- Work to be completed:
Copy every entry verbatim and skip the pictures.

- Records for processing:
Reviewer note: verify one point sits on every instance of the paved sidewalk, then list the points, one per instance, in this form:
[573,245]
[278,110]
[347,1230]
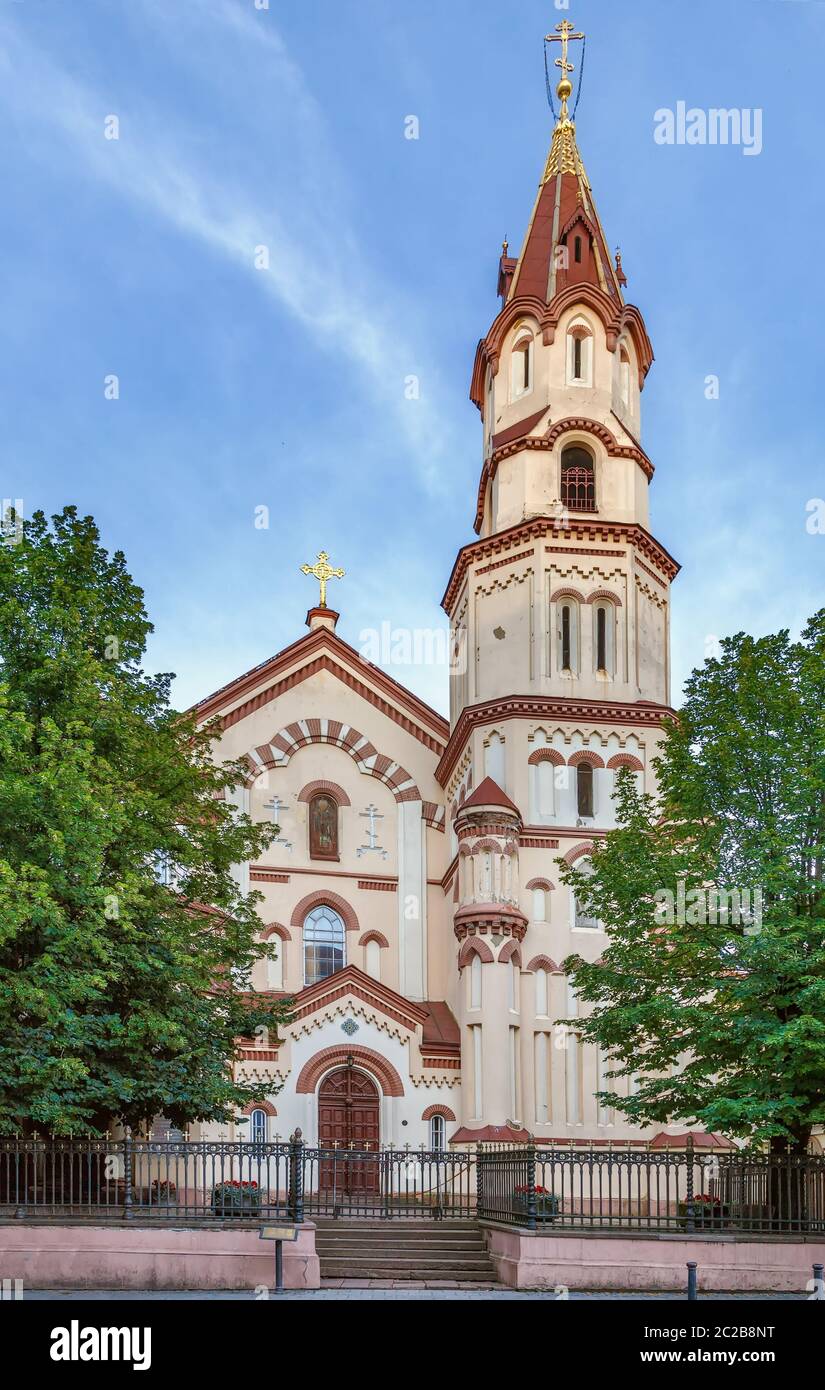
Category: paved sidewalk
[374,1290]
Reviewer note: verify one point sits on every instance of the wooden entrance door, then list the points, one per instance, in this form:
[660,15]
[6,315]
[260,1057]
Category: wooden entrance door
[349,1123]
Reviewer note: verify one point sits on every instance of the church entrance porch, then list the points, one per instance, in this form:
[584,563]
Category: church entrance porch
[349,1109]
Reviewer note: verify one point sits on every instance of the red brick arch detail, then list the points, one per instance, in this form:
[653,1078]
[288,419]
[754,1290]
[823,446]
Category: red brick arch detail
[578,852]
[288,741]
[378,1066]
[374,936]
[604,594]
[545,963]
[260,1105]
[585,756]
[474,947]
[277,930]
[438,1109]
[546,755]
[329,900]
[332,788]
[625,761]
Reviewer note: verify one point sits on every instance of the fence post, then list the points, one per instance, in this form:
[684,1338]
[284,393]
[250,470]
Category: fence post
[689,1211]
[296,1178]
[128,1165]
[531,1194]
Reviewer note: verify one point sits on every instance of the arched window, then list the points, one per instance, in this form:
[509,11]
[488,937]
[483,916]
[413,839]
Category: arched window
[475,980]
[372,959]
[324,944]
[579,356]
[585,790]
[625,375]
[542,993]
[522,366]
[568,635]
[604,638]
[584,920]
[322,827]
[257,1127]
[438,1133]
[578,481]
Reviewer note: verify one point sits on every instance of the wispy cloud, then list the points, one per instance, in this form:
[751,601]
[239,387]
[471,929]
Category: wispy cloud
[314,270]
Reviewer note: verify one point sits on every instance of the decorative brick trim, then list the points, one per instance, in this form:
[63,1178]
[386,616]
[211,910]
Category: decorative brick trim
[324,900]
[378,1066]
[275,930]
[438,1109]
[604,594]
[320,786]
[546,755]
[578,852]
[474,947]
[585,756]
[260,1105]
[374,936]
[288,741]
[567,594]
[543,963]
[625,761]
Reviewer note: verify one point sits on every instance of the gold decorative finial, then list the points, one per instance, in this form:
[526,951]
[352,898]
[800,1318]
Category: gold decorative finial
[322,570]
[564,32]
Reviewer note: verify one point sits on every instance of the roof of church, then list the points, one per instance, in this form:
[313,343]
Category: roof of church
[338,656]
[489,794]
[564,209]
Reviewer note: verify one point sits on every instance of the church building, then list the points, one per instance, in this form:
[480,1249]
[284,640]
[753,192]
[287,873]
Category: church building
[413,890]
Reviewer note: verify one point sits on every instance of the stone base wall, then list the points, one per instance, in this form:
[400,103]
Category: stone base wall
[725,1264]
[134,1255]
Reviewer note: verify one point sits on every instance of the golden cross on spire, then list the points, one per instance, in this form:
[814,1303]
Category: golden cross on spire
[564,34]
[322,570]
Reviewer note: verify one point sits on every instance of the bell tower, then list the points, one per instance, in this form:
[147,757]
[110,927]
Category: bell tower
[560,609]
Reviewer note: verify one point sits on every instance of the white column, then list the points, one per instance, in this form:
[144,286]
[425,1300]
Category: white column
[411,902]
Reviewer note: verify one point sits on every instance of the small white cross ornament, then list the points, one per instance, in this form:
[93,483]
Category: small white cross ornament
[371,815]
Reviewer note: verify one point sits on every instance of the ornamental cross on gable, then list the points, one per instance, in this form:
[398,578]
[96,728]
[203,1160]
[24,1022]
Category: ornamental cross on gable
[324,571]
[564,35]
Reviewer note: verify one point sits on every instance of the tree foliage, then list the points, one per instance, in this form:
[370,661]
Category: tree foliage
[121,995]
[717,1009]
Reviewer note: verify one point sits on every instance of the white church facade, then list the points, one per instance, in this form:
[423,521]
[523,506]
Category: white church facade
[413,890]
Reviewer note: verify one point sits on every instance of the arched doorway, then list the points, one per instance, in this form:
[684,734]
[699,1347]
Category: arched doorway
[349,1118]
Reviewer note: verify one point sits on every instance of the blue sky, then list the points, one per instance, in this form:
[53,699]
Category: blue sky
[285,388]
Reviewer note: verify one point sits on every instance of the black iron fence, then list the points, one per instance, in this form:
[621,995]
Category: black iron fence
[529,1186]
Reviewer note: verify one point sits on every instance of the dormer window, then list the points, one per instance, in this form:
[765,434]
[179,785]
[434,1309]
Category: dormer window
[579,352]
[522,366]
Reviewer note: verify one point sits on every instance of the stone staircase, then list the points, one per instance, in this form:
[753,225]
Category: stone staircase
[450,1251]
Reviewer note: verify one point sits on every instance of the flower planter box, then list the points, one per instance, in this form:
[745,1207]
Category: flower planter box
[229,1200]
[547,1205]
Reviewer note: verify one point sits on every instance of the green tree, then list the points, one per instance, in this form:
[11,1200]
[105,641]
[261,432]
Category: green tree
[121,995]
[717,1005]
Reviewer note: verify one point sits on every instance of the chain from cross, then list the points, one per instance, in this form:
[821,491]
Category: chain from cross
[564,35]
[322,570]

- Exercise answer:
Reviewer note: verify one point sits on every instance of the paved sidewalk, then list the points, one per instance, in this form:
[573,245]
[278,110]
[347,1230]
Category: paved sidewalk
[374,1290]
Reviewer note: verify one point sits on every instance of the wooden entrance door, then list the points, one per instance, in this form:
[660,15]
[6,315]
[260,1057]
Category: wooden entrance door
[349,1123]
Reviewer note: verify one point sits on every instance of the church entrance porch, then list the points, one per instance, in this form:
[584,563]
Category: church entrance porch
[349,1109]
Reviewer note: verify one point sits on every instance of the red brick arch detail, then list the points, one per instance, in this form:
[653,1078]
[288,419]
[754,1290]
[823,446]
Category: red brick arch detail
[578,852]
[288,741]
[378,1066]
[374,936]
[604,594]
[545,963]
[260,1105]
[585,756]
[474,947]
[277,930]
[438,1109]
[546,755]
[329,900]
[332,788]
[625,761]
Reviewer note: verify one point sits on every instance of the fence post, then list the points, one per instance, in this form:
[684,1338]
[284,393]
[250,470]
Category: fence post
[689,1211]
[296,1178]
[128,1165]
[531,1194]
Reviewer note: verify one point sits on every instance of the arched window, then list the points, one per instance, in this form:
[509,11]
[488,937]
[483,916]
[413,839]
Category: arched window
[475,980]
[372,959]
[324,944]
[579,356]
[585,790]
[625,375]
[542,993]
[522,366]
[568,635]
[604,638]
[584,920]
[322,827]
[257,1127]
[438,1133]
[578,481]
Reviewer note: verify one point sits on every instance of the wispy cloud, then list the points, one per instance, in this form:
[751,601]
[239,387]
[471,929]
Category: wispy cloud
[314,270]
Reviewer note: verify one point sits on every instance of the decorative brick trim, then list the points, one per instance, in this form:
[63,1178]
[386,616]
[211,910]
Category: decorative brick trim
[324,900]
[378,1066]
[275,930]
[438,1109]
[604,594]
[320,786]
[546,755]
[578,852]
[474,947]
[585,756]
[260,1105]
[374,936]
[288,741]
[567,594]
[543,963]
[625,761]
Reviewer note: verify one point sits on every instance of the gold decorative finial, then list the points, one per instance, in this form:
[526,951]
[352,898]
[800,1318]
Category: gold decorative finial
[322,570]
[564,32]
Reviewer note: verify one point sits on every instance of the roof of church, then list the points, one per instance, in this form:
[313,343]
Category: roof of church
[338,656]
[489,794]
[564,209]
Reviewer note: verify one point sits on every instance of the church building, then list the points, one per instance, in this form:
[480,1249]
[284,640]
[753,192]
[287,873]
Category: church building
[413,890]
Reviewer note: verify one point sits on every instance of the stone base wall, then list the points, one per instance, in this form:
[400,103]
Category: stone base wall
[725,1264]
[134,1255]
Reviewer note: verify one point sits on every instance of the golden cross on spire, then list the points, one per instance, in this form:
[814,1303]
Category: golden cross on spire
[564,34]
[322,570]
Reviewer note: verify one point sits on every instance of the bell tower, then list the points, one per instance, in this form:
[147,757]
[110,927]
Category: bell tower
[560,609]
Reviewer note: verify one point sits on every instance of the white column, then list the points, one per instance, in this form:
[144,286]
[425,1300]
Category: white column
[411,902]
Reviewer note: verify one point sits on every instance of the small white cross ornament, then list the points, one per instance, in this form:
[93,483]
Category: small white cross ornament
[371,815]
Reviewer note: verify one point sits on every instance of the ornamental cross on gable, then list the points, one per instance, in this form:
[398,578]
[96,728]
[203,1160]
[24,1022]
Category: ornamental cross on gable
[324,571]
[564,35]
Reviewer note: verify one point sits on every instance of the tree foliage, then list the points, one per instance, in this form:
[370,661]
Category: tree foliage
[121,995]
[717,1009]
Reviewer note: verify one point sits on every instance of the white church facade, then list the points, one per instance, in this form:
[423,521]
[523,506]
Category: white church facade
[413,890]
Reviewer note: verify one point sits on every instance of the arched doorway, then list the points, one per instance, in this form:
[684,734]
[699,1347]
Category: arched doorway
[349,1118]
Reviewer note: verify one point sits on every instance of the blue sky, then list the points, one per instance, in this form:
[53,699]
Category: blue sky
[285,388]
Reviewer note: verify one point sits on every instance of the black iron fence, then list the points, one per instance, in this form:
[621,995]
Category: black iron fence
[529,1186]
Reviewer note: verify one point sits on every instance of the dormer window, then list the points, one per instance, in this form:
[765,434]
[179,785]
[434,1309]
Category: dormer window
[579,352]
[522,366]
Reviewer note: verify one point sits on every instance of the stone staircase, then list the points, one per instance, in this form:
[753,225]
Category: stone staircase
[450,1251]
Reviewer note: verify one point sits on every instance of the flower planter box, then list the points, one per instance, in this form:
[745,1207]
Category: flower planter box
[229,1200]
[547,1205]
Reviewer note: verify one point sits on every instance of the green tree, then list the points, one per instance, in this form:
[11,1200]
[105,641]
[261,432]
Category: green tree
[121,995]
[717,1005]
Reviewer note: verify one point sits on every instance of the chain from cross, then list the points, one per instance, in this form:
[821,491]
Category: chain from cross
[564,35]
[322,570]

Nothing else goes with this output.